## AUSGANGSTEXT
------------------------------------------------------------

Und was ist der Trend bei den Einfamilienhäusern? Werden die tatsächlich jetzt kleiner?

Ja. Die Nachfrage nach kleinen Häusern steigt. Ebenso nach Modulen, die hier fertig gebaut und dann angeliefert werden. Diese „Flying Spaces“ sind eine Art Tiny House, die man bei Bedarf auch versetzen kann. Wir haben Kunden, die lassen sich so ein Modul in ihren Garten stellen.

Die ältere Generation zieht dort ein und überlässt den Kindern und deren Familien das große Haus. Man kann ein Modul aber auch als Anbau anfügen, wenn die Familie größer wird. Mit mehreren Modulen kann auch eine Senioren–WG daraus entstehen. Wir reagieren damit auf den demografischen Wandel.

Müssen wir uns auf kleinere Häuser und Wohnungen einstellen, weil mehr nicht mehr bezahlbar ist?

Ich würde „müssen“ streichen und durch „können“ ersetzen. Die Gesellschaft steuert diesen Prozess von sich aus. Viele ältere Menschen wollen bewusst weniger Wohnfläche. Diese Veränderungen kann man sehr gut in den Einfamilienhausbau integrieren. Ich sehe bei der Politik den Wunsch, die Gesellschaft umzuerziehen.

Das kritisiere ich. Besser wäre es, die Wünsche der Menschen aufzunehmen und mit den Zielen für das Land zu verbinden, statt immer neue Verbote auszusprechen. Viele Menschen haben von sich aus das Bedürfnis, sich richtig zu verhalten. Die müssen nicht umerzogen werden.

Wann sehen Sie das Ende der aktuellen Bauflaute?

------------------------------------------------------------

(Einträge zum Zeigen und Beschriften)
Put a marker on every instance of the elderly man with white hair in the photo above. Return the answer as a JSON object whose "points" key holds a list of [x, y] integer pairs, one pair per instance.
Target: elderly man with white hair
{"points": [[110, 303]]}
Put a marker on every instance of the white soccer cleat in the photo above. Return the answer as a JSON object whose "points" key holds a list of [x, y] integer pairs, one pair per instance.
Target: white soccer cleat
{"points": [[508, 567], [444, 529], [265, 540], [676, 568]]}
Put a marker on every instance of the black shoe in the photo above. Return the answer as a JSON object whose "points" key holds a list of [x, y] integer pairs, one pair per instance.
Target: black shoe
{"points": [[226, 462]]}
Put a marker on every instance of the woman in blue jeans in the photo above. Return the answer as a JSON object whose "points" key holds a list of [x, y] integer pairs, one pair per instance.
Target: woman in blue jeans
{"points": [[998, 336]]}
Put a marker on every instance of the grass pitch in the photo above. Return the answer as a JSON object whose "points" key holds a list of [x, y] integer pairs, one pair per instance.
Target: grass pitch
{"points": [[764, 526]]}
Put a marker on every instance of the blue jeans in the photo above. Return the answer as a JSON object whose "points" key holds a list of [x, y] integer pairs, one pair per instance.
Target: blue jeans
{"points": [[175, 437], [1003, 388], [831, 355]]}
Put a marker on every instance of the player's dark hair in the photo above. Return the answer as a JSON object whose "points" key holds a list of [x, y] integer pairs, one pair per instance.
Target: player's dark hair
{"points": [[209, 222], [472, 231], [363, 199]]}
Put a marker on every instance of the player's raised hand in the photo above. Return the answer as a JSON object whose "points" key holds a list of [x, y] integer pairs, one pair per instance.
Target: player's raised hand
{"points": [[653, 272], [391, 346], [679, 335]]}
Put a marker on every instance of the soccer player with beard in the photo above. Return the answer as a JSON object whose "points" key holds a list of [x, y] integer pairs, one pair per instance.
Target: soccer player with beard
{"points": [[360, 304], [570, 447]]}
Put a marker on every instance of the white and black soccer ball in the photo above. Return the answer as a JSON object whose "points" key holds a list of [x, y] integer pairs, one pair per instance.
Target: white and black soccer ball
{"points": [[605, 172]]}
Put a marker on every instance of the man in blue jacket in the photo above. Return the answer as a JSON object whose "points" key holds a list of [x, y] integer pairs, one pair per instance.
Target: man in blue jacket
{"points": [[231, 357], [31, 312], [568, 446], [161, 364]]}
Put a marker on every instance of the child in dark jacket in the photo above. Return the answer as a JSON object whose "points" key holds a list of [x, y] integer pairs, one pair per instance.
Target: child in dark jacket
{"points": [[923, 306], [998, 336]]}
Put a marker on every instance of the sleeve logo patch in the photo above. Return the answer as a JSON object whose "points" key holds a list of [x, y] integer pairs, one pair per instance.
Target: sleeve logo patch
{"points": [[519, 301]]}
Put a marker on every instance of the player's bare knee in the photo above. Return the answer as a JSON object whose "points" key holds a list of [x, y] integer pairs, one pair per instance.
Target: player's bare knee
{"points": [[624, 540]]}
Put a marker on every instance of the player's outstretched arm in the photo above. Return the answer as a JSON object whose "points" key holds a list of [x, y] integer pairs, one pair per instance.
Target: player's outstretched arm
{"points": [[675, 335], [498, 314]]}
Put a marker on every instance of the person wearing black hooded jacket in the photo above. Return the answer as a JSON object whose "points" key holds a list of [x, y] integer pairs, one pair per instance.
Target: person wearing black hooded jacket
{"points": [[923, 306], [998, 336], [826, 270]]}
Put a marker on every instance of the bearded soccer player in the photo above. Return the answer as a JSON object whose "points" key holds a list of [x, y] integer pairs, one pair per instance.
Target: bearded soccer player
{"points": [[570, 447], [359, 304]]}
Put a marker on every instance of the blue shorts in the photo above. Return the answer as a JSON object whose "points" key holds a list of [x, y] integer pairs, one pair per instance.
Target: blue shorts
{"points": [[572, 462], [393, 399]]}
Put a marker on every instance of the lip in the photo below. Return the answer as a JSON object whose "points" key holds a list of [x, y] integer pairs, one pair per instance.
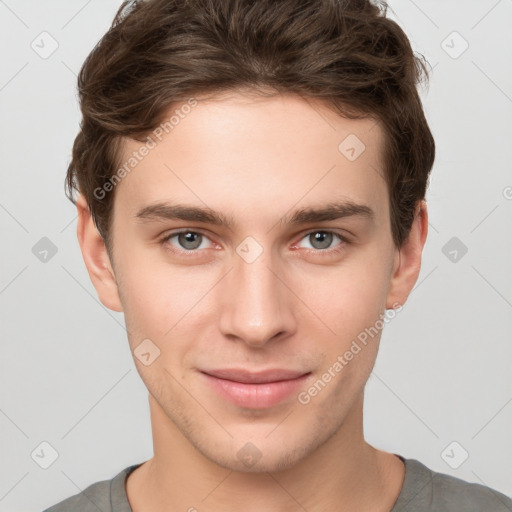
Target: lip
{"points": [[255, 390]]}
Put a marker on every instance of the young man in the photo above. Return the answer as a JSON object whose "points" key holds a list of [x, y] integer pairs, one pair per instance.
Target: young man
{"points": [[252, 177]]}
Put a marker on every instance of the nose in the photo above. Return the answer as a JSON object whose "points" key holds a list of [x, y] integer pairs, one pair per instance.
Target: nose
{"points": [[256, 307]]}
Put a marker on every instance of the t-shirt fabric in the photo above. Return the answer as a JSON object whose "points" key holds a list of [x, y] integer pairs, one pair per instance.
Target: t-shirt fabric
{"points": [[423, 490]]}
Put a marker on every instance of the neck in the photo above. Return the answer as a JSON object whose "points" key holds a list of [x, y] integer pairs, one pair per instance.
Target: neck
{"points": [[343, 474]]}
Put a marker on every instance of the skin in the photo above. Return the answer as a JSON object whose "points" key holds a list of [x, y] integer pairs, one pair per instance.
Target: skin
{"points": [[256, 160]]}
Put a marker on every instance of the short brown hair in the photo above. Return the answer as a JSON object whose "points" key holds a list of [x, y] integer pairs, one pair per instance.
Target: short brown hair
{"points": [[159, 53]]}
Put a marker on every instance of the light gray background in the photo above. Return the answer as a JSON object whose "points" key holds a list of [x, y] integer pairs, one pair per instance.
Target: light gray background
{"points": [[443, 372]]}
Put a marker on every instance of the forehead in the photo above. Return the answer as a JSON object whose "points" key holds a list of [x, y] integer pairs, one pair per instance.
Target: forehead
{"points": [[242, 154]]}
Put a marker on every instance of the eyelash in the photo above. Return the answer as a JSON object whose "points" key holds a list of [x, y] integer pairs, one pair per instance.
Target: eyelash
{"points": [[323, 252]]}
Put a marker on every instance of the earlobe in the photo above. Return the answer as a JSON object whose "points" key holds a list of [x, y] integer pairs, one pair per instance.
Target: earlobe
{"points": [[96, 258], [407, 262]]}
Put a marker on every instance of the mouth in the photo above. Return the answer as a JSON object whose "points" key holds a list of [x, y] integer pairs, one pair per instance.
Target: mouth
{"points": [[255, 390]]}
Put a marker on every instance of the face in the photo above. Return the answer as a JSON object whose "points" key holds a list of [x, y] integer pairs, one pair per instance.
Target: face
{"points": [[250, 251]]}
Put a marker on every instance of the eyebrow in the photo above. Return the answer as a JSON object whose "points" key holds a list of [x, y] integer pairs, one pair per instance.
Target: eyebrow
{"points": [[190, 213]]}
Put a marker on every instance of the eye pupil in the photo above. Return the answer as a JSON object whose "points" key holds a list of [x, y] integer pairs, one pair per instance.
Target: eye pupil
{"points": [[189, 240], [321, 239]]}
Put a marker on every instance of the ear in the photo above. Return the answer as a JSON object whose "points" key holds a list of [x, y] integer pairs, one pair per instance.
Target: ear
{"points": [[407, 263], [96, 258]]}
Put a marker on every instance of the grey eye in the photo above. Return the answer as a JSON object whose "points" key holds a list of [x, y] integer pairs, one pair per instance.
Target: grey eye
{"points": [[190, 240]]}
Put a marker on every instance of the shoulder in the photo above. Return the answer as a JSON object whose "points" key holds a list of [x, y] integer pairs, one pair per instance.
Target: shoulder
{"points": [[425, 490], [103, 496]]}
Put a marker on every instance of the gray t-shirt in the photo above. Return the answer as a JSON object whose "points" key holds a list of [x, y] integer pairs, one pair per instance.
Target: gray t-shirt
{"points": [[423, 490]]}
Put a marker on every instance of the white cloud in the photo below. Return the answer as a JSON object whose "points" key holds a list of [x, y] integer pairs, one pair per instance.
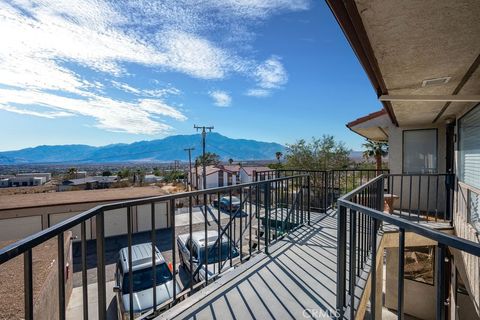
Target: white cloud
{"points": [[47, 43], [271, 74], [114, 115], [258, 93], [221, 98]]}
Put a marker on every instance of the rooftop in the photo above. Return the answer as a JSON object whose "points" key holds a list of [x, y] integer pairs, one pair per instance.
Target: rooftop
{"points": [[19, 201]]}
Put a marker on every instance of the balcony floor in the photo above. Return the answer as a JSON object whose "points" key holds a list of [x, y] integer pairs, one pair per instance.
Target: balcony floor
{"points": [[295, 281]]}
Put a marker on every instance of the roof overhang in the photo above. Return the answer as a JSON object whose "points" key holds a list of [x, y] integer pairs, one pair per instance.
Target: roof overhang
{"points": [[406, 47], [373, 126]]}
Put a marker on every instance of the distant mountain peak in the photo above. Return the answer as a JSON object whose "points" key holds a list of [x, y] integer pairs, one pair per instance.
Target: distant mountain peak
{"points": [[163, 150]]}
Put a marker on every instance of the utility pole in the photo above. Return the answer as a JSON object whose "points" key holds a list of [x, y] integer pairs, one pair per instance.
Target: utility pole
{"points": [[204, 136], [189, 176]]}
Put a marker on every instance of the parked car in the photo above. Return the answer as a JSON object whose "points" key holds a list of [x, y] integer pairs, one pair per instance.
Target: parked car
{"points": [[226, 205], [142, 280], [197, 245]]}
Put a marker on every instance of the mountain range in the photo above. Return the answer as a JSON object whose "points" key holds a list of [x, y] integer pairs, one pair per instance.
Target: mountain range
{"points": [[162, 150]]}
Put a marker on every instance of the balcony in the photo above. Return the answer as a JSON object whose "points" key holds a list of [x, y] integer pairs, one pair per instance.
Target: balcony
{"points": [[306, 244]]}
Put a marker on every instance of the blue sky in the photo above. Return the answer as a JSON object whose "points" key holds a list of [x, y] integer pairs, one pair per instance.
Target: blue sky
{"points": [[100, 72]]}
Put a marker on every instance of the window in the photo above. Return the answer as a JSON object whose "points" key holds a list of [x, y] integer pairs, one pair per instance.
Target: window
{"points": [[469, 159], [220, 178], [419, 264], [420, 151]]}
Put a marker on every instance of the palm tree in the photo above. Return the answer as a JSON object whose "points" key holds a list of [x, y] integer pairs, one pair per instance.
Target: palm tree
{"points": [[377, 150], [278, 155], [72, 173]]}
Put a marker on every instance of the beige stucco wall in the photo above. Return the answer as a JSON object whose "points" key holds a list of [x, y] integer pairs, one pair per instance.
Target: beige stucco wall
{"points": [[20, 223], [419, 298], [417, 187], [395, 158]]}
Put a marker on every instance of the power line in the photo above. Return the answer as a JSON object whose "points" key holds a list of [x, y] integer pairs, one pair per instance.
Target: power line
{"points": [[189, 150], [204, 136]]}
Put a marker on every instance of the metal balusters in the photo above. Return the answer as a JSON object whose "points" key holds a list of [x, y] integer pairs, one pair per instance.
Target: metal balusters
{"points": [[440, 299], [174, 260], [419, 194], [61, 275], [250, 224], [101, 282], [241, 227], [153, 238], [219, 234], [353, 245], [401, 272], [130, 267], [373, 281], [83, 235], [28, 284]]}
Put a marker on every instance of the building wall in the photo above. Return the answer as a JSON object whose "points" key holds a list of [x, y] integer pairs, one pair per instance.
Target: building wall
{"points": [[419, 186], [20, 223], [419, 298], [395, 158], [464, 229]]}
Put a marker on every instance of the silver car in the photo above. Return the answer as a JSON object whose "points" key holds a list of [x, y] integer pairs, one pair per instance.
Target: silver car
{"points": [[142, 272]]}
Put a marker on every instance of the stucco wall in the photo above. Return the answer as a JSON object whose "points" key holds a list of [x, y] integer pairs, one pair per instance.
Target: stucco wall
{"points": [[395, 158], [46, 303], [419, 298], [19, 223]]}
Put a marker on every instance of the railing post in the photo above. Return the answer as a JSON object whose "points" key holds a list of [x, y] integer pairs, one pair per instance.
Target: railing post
{"points": [[401, 272], [352, 262], [101, 289], [83, 234], [267, 216], [341, 256], [373, 281], [61, 275], [325, 191], [308, 198], [440, 281], [28, 284]]}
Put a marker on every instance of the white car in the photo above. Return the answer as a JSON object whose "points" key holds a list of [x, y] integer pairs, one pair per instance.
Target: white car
{"points": [[142, 272], [197, 245]]}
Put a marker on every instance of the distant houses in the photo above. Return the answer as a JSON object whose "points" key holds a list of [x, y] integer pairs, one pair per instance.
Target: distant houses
{"points": [[88, 183], [25, 179], [224, 175]]}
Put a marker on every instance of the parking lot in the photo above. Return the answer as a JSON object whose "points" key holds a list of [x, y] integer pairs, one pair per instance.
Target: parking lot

------------------------------------------------------------

## ARBEITSANWEISUNGEN
1. Welches Wort würde die befragte Person laut dem Ausgangstext streichen und durch „können“ ersetzen?
2. Übersetze den folgenden Satz aus dem Ausgangstext ins Englische: „Viele ältere Menschen wollen bewusst weniger Wohnfläche.“
3. Gib den Abschnitt des Ausgangstexts wortgetreu wieder, beginnend bei „Die ältere Generation“ und endend bei „den demografischen Wandel.“.

## ERWARTETE ANTWORTEN
1. „müssen“

2. Many older people deliberately want less living space.

3.
Die ältere Generation zieht dort ein und überlässt den Kindern und deren Familien das große Haus. Man kann ein Modul aber auch als Anbau anfügen, wenn die Familie größer wird. Mit mehreren Modulen kann auch eine Senioren–WG daraus entstehen. Wir reagieren damit auf den demografischen Wandel.